-- Start of Document segment --

Here is an example of a typical function in a amd64 processor program (it doesn’t matter what it does for this blog post).

/*39:   55*/                      push   %rbp
/*3a:   48 89 e5*/                mov    %rsp,%rbp
/*3d:   48 83 ec 08*/             sub    $0x8,%rsp
/*41:   89 7d fc*/                mov    %edi,-0x4(%rbp)
/*44:   8b 45 fc*/                mov    -0x4(%rbp),%eax
/*47:   83 e0 01*/                and    $0x1,%eax
/*4a:   85 c0*/                   test   %eax,%eax
/*4c:   75 0c*/                   jne    0x5a
/*4e:   8b 45 fc*/                mov    -0x4(%rbp),%eax
/*51:   89 c7*/                   mov    %eax,%edi
/*53:   e8 00 00 00 00*/          call   0x24
/*58:   eb 0a*/                   jmp    0x64
/*5a:   8b 45 fc*/                mov    -0x4(%rbp),%eax
/*5d:   89 c7*/                   mov    %eax,%edi
/*5f:   e8 00 00 00 00*/          call   0xf
/*64:   c9*/                      leave
/*65:   c3*/                      ret

In the comments to the left I am showing the address of the instruction in memory and at the hex values of the instruction itself. To the right I’m using a roughly 1-1 textual representation of the instructions (assembly) so that the program is human readable. In order to execute that program, we can set the processor’s program counter to the program’s start and let it do its thing. The processor will happily follow any instructions it reads, performing some operation with its registers and increment its program counter. Potentially, it can “jump” its program counter to some other address and continue execution there, as do the instructions jne, call or jmp.

-- End of Document segment --
-- Start of Data rows --

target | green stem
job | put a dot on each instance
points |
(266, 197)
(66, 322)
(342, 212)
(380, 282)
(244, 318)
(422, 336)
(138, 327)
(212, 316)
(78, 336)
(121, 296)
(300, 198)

-- End of Data rows --

## [Objective A]
In the amd64 assembly passage, what do the comments on the left of each instruction show?
## [Objective B]
Resume the amd64 assembly passage after its last sentence.
The listing has no connection to the amd64 assembly passage.

## [Output A]
The address of the instruction in memory and the hex values of the instruction itself.

## [Output B]
All that is to say that processors generally speaking do some of the following things, according to their instructions:

Read a value from memory onto some of its registers
Perform some operation that modifies the register contents [3]
Store register contents into memory
Jump execution to another address

Let’s think of a file format that would be convenient for containing the information of an executable program. At the bare minimum, we would want to include the program binary segments (code and data), along with some information about each segment such as which address it should be loaded to and what the permissions (read write execute) of each segment are, so we can avoid basic program bugs and malicious code that tries to execute data. So a “segment header” that contains the placement of each segment in the file as well as metadata such as its size, load address and permissions would be enough so that a program loader can run our code [4].

Now let’s see things from a different perspective.

The programer’s perspective

Humans build things. They create physics simulators, graphics engines, websites, robots and neural networks. We modularise logic into reusable pieces, share and distribute them. When creating games, we want to use a plethora of software components including a physics engine, a 2D and 3D graphics library, a realtime 3D sound library and perhaps networking. All of these components require months of dedicated work of experts and without a binary library system in place the current capabilities of software developers would be completely different to what we have now.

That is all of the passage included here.